◆ EXERCISE DIRECTIONS
List each line in the records below that contains the string "board".

------ RAW DATA

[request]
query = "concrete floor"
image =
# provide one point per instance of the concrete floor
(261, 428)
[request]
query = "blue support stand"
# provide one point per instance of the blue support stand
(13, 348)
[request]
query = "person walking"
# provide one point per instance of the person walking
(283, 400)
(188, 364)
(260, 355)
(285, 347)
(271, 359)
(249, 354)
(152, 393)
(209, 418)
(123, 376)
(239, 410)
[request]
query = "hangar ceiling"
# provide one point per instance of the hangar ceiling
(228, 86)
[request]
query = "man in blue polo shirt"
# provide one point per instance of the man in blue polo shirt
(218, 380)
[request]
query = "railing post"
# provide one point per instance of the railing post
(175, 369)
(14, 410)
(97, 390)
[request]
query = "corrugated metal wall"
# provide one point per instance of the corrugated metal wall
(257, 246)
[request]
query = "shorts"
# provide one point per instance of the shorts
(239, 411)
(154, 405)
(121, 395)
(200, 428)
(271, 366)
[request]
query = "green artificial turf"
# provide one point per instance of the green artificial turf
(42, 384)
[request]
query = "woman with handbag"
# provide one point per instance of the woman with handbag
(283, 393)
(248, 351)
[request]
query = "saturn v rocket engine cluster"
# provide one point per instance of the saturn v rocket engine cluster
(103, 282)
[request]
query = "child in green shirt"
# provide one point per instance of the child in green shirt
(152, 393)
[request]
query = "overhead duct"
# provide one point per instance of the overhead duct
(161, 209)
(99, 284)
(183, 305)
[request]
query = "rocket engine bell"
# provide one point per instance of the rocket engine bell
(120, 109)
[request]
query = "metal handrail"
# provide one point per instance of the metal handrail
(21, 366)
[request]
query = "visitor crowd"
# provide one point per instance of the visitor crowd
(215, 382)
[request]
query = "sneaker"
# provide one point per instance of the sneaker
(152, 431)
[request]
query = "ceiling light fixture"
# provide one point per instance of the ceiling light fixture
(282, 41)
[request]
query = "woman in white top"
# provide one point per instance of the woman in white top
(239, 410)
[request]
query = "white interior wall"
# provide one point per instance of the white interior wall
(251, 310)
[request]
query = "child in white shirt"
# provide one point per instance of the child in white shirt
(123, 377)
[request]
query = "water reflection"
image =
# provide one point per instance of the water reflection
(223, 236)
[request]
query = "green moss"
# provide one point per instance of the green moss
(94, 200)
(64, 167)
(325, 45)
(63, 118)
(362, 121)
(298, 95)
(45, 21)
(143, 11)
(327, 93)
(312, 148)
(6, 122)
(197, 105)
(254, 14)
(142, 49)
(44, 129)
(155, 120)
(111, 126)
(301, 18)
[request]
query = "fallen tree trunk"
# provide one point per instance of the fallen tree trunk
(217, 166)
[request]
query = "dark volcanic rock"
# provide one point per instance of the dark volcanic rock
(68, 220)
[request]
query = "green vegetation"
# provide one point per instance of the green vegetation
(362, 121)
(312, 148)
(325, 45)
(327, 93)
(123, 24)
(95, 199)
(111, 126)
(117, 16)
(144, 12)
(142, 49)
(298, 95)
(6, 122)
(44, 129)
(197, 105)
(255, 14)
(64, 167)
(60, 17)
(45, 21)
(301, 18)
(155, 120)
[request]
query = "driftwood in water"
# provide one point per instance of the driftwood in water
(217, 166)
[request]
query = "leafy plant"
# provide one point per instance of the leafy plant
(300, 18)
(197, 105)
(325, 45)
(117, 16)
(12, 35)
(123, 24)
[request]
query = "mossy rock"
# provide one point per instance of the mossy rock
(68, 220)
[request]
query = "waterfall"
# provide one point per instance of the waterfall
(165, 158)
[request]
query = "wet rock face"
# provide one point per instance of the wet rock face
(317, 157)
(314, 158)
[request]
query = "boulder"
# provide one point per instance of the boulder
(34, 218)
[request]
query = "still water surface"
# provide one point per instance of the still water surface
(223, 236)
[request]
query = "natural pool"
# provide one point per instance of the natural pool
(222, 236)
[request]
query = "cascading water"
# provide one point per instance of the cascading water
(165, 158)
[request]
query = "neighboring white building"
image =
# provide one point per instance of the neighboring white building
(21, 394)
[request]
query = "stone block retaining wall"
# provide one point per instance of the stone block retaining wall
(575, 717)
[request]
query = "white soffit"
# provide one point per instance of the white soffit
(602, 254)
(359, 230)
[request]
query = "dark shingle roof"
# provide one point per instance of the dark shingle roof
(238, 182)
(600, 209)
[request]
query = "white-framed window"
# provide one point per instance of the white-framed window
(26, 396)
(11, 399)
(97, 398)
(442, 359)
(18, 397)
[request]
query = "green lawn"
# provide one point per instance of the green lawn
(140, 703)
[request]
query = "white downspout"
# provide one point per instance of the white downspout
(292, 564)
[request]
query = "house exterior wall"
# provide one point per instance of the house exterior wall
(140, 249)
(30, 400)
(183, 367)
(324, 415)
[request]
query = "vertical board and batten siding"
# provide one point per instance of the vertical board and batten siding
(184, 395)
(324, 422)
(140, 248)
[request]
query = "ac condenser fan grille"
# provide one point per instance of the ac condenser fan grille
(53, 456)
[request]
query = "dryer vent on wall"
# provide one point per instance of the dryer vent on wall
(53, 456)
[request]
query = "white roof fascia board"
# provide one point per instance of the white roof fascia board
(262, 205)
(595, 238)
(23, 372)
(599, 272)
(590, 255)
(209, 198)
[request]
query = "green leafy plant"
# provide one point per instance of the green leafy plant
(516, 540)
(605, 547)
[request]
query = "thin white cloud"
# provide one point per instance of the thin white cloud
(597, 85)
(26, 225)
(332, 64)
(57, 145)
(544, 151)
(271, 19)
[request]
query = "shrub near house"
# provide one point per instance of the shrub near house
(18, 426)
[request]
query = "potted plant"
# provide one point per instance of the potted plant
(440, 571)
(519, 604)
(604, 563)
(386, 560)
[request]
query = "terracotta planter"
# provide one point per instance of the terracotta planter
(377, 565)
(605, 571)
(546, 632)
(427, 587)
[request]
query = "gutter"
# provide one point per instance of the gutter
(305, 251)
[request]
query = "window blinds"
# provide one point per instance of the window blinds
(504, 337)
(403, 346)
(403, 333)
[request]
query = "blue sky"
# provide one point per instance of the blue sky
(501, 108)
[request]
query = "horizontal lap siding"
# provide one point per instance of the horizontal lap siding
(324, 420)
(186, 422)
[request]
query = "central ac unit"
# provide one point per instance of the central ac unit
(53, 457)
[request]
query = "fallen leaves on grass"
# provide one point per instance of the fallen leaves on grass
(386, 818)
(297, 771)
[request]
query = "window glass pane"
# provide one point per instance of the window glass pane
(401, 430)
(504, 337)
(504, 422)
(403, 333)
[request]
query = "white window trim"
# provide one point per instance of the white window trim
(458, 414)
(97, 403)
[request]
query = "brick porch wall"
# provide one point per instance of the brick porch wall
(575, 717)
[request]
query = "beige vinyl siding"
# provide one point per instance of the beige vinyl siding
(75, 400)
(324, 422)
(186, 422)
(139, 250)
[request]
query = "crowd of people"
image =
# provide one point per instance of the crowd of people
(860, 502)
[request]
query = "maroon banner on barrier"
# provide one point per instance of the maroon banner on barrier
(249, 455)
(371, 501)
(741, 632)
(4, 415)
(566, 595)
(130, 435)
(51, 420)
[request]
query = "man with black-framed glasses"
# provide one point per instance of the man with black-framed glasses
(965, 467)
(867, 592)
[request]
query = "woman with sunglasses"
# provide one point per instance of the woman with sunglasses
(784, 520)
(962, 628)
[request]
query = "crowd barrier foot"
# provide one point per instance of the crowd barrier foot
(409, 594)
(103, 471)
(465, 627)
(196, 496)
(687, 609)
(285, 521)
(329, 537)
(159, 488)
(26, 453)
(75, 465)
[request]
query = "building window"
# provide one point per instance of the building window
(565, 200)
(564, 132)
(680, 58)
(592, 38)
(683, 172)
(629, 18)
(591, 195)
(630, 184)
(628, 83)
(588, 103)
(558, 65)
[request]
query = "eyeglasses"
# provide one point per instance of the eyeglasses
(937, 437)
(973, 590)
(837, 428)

------------

◆ TASK ANSWER
query = "vertical board and batten siding"
# provide one point per instance of the vertical board and batten siding
query = "white roof fascia board"
# provide one point per instance of the white roof fascia board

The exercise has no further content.